(Records excerpted from a collection)

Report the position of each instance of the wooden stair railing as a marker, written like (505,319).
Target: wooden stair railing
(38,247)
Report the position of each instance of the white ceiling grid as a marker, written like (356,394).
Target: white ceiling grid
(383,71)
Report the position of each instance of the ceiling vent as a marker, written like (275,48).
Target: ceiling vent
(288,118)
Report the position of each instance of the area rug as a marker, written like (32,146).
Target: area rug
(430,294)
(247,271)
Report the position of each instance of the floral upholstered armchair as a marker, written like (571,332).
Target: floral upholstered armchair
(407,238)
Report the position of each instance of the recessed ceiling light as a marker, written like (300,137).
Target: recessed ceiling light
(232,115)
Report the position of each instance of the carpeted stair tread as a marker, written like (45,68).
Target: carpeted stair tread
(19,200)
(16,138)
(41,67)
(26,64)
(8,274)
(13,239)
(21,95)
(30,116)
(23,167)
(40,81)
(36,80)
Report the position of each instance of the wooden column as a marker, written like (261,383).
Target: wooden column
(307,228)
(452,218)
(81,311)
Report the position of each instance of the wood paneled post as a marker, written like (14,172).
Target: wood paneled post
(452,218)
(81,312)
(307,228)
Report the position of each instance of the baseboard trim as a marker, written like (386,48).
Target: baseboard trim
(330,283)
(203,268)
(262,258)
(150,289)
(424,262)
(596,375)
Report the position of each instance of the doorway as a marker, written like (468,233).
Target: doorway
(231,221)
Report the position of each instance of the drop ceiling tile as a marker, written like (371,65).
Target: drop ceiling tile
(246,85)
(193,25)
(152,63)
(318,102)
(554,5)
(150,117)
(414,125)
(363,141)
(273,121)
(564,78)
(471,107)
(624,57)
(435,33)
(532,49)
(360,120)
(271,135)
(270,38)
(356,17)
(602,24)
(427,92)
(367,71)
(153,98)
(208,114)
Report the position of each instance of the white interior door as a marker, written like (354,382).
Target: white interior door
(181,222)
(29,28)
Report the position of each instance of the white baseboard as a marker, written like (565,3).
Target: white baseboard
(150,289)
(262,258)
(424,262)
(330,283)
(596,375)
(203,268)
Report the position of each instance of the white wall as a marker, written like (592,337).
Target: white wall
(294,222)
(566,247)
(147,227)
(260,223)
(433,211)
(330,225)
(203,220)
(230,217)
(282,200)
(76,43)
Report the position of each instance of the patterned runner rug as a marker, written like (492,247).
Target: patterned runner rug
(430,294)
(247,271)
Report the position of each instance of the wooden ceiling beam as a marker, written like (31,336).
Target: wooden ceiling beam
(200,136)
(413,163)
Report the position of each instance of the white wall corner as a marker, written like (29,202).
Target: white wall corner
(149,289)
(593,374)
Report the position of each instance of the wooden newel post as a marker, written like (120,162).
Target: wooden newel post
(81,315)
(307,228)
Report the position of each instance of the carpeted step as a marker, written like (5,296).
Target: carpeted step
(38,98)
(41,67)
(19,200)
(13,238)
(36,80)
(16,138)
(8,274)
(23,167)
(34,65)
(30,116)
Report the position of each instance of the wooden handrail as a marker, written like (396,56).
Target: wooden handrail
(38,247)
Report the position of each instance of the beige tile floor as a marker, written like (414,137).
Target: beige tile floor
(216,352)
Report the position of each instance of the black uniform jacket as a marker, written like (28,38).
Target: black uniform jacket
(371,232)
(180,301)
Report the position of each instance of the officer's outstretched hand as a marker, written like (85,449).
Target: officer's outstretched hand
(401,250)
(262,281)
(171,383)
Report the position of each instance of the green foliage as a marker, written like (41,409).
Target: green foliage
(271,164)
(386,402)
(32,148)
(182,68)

### Exercise directions
Return a word-for-word copy of the lines above from the one holding "Target: wooden column" through the one holding "Report the position of each instance of the doorway", with both of them included and nothing besides.

### Result of this exercise
Target: wooden column
(307,228)
(452,218)
(81,311)
Report the position of each instance of the wood paneled post as a marker, written like (14,172).
Target: wood paneled post
(452,218)
(81,312)
(307,228)
Report the position of each instance of the baseboard trim as a marker, written like (386,48).
Target: baseboard trim
(330,283)
(203,268)
(262,258)
(150,289)
(424,262)
(596,375)
Report the position of each instance of the doorway as a marker, written like (468,233).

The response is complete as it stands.